[Region pointing data]
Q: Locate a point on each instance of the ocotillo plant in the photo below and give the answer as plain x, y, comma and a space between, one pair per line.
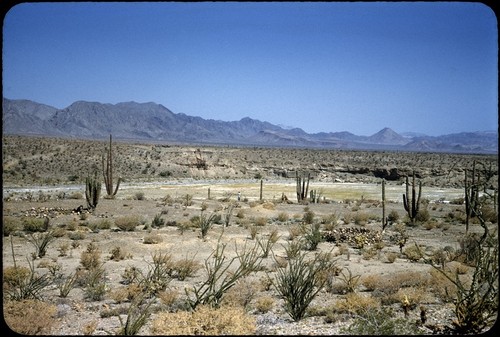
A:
92, 191
260, 195
107, 170
412, 205
302, 186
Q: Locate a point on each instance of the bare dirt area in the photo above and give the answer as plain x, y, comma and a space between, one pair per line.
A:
147, 242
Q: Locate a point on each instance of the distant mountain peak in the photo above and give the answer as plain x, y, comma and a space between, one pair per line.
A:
387, 136
147, 121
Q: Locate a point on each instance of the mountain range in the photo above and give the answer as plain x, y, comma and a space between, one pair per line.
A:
154, 122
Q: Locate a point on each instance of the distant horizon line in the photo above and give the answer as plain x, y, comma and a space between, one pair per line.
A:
288, 127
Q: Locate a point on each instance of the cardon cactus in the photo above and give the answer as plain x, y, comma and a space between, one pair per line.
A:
412, 205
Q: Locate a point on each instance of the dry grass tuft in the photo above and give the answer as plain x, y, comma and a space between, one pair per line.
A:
30, 317
205, 320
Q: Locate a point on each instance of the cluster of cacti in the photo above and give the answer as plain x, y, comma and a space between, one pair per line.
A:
314, 196
471, 195
107, 170
302, 186
92, 191
412, 204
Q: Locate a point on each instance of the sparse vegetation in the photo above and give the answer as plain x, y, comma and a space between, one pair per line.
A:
405, 267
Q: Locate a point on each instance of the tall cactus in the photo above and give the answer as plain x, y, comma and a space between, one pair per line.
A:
471, 195
107, 170
385, 222
412, 206
92, 191
302, 188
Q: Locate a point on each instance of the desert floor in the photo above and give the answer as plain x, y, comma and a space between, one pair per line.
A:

**WORK REQUIRED**
Determine how many lines in the data contain the string "cactus", and give the number only.

**EXERCISE ANSWER**
2